§ Exercise aim: Please restate, word for word, each line from the one containing "Indicate one point per instance of the eroded" through the end of the entries below.

==== Records

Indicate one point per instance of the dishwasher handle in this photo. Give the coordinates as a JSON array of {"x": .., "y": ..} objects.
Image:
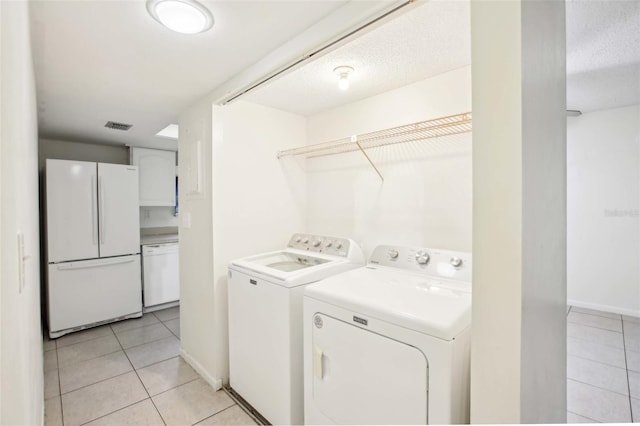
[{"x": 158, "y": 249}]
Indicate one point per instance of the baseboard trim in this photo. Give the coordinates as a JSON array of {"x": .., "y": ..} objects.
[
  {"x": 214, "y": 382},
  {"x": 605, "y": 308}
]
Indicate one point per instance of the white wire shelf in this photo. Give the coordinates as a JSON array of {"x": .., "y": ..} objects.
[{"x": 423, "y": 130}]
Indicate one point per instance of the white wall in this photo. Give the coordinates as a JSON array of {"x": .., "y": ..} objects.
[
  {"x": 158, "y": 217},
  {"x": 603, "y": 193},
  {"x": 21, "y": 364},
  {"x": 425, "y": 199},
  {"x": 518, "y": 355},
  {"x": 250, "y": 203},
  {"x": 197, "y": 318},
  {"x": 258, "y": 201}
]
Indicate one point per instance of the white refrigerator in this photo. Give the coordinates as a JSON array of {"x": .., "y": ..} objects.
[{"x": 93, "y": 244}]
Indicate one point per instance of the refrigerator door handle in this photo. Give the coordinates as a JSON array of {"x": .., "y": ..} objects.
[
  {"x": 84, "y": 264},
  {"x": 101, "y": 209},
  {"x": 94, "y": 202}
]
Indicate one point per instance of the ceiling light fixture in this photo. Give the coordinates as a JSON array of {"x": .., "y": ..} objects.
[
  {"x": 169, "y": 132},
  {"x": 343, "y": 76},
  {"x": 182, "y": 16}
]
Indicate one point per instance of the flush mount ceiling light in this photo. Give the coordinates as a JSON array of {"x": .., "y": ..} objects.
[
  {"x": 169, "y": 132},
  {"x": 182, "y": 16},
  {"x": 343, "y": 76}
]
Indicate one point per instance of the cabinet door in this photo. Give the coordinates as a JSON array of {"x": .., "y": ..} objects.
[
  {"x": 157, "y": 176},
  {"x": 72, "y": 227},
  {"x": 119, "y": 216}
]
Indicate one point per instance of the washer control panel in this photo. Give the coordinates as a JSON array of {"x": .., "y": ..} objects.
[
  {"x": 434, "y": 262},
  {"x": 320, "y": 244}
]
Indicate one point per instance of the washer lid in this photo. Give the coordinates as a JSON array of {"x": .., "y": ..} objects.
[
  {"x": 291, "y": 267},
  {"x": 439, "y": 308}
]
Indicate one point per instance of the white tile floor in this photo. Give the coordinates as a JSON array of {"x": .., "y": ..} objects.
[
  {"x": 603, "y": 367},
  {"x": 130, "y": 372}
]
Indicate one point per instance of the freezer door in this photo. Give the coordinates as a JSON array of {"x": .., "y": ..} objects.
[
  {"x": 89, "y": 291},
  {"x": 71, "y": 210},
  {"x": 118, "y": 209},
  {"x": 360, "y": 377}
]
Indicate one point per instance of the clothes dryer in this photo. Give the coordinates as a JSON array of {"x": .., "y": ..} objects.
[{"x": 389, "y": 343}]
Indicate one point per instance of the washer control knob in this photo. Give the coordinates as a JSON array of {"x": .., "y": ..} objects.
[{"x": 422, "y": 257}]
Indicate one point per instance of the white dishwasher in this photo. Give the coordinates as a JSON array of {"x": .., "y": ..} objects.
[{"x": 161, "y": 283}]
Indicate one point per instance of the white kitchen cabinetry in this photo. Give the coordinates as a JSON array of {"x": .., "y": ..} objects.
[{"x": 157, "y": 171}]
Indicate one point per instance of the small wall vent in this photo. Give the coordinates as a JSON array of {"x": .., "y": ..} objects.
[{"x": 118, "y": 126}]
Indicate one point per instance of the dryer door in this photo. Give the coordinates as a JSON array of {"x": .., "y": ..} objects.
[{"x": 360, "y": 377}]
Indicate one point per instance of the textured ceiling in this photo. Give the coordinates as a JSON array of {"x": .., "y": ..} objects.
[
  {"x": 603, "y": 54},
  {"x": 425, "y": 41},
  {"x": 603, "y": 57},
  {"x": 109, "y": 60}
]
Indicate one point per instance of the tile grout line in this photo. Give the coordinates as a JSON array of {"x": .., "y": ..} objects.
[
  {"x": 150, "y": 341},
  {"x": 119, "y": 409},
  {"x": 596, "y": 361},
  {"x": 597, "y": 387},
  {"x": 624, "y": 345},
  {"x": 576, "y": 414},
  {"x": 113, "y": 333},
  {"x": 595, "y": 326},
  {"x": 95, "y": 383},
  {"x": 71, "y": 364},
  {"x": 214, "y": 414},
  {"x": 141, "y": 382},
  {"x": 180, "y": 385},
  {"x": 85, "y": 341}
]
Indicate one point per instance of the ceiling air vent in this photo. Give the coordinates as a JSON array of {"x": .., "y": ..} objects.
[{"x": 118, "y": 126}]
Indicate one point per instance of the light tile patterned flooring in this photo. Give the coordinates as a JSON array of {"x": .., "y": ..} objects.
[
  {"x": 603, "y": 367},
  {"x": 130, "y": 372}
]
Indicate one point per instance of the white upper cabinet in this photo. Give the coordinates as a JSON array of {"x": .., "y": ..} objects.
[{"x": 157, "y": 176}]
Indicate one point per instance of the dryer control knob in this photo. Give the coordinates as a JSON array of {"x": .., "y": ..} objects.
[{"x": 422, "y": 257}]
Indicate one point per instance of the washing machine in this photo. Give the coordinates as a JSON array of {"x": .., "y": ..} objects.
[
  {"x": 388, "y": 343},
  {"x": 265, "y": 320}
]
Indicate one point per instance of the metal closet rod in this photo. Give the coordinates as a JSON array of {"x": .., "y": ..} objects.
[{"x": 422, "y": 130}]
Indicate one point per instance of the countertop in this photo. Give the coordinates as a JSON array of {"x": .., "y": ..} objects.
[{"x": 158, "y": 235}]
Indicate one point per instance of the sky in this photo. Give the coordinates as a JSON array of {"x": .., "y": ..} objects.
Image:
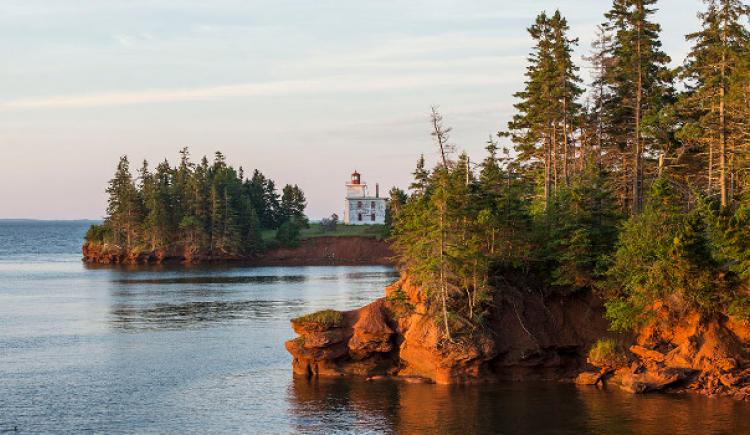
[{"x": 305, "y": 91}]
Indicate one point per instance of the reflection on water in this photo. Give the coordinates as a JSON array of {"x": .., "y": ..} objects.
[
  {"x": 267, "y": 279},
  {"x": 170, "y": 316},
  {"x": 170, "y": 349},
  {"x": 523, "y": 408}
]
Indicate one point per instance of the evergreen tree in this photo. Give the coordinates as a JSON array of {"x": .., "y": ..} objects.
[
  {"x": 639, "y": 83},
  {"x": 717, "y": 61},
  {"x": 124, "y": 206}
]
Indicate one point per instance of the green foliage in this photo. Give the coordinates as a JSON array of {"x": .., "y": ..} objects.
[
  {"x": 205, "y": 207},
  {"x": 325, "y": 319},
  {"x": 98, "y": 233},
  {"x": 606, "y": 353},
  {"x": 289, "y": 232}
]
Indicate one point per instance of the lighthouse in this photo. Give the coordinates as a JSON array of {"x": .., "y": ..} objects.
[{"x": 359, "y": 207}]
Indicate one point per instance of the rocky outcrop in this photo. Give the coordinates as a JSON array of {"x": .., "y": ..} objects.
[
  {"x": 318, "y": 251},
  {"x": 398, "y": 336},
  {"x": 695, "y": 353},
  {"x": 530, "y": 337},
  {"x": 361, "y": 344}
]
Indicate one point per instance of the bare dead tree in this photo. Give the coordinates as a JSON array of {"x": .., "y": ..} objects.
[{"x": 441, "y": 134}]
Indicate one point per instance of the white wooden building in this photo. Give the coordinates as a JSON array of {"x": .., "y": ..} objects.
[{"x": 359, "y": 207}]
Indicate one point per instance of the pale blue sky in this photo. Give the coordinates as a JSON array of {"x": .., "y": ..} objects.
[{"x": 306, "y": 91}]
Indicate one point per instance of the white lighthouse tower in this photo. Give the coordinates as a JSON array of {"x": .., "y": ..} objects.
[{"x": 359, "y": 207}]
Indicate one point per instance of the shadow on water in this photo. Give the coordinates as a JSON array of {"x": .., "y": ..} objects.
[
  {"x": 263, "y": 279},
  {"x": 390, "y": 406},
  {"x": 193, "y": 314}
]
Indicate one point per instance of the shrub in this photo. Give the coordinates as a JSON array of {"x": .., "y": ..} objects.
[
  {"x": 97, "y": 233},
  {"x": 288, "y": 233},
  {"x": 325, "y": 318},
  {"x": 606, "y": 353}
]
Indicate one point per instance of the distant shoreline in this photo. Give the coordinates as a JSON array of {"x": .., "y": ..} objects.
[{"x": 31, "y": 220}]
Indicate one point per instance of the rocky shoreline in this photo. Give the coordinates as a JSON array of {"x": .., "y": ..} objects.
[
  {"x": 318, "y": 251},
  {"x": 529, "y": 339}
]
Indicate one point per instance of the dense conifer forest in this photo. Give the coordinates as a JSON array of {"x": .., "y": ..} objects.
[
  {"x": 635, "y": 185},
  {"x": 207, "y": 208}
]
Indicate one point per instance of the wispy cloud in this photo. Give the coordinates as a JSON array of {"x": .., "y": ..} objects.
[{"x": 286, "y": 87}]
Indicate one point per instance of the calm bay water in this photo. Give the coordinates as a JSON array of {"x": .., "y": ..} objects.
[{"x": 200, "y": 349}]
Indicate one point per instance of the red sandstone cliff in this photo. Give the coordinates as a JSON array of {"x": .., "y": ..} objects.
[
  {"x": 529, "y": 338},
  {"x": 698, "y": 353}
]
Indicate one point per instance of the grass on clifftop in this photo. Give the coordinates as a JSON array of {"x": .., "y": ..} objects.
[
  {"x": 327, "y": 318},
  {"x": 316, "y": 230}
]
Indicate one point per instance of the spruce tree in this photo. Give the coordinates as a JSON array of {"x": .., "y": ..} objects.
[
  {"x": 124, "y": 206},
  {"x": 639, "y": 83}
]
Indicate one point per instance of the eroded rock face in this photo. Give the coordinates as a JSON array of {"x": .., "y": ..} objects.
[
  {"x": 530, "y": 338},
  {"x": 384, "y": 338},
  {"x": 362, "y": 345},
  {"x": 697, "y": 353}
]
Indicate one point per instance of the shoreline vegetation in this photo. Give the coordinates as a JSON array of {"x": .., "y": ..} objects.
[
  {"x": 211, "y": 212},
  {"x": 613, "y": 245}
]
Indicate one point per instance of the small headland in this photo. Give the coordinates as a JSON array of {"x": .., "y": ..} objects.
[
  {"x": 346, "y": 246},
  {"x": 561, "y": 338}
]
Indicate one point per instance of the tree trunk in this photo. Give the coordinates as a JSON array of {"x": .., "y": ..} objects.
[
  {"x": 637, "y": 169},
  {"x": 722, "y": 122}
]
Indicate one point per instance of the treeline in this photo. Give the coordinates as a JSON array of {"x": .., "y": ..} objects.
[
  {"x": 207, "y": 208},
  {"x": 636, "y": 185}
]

========

§ Reply to the exercise:
Indicate one point per instance of the eroded rock face in this photo. Give the coordinates as a JSON array of {"x": .., "y": ..} objects.
[
  {"x": 530, "y": 338},
  {"x": 384, "y": 338},
  {"x": 362, "y": 345},
  {"x": 697, "y": 353}
]
Indicate one point per instance of the shoreline vegetation in this photo. Give the coordinates as a JSON array of {"x": .., "y": ..} objects.
[
  {"x": 211, "y": 212},
  {"x": 613, "y": 245}
]
Indicate one point per instance of the small headland in this photo. Give the coordinates as a JSON array of {"x": .., "y": ..} objects.
[
  {"x": 346, "y": 246},
  {"x": 561, "y": 338}
]
Indicate one point per instance of the tree trunk in this photo. Give the coordinates as a JSON array of {"x": .., "y": ..} objects.
[
  {"x": 637, "y": 169},
  {"x": 722, "y": 122}
]
Indicate one point per instance of the treeline in this photo. Give the coordinates as a JSON array of {"x": .., "y": ..} objects.
[
  {"x": 207, "y": 208},
  {"x": 636, "y": 185}
]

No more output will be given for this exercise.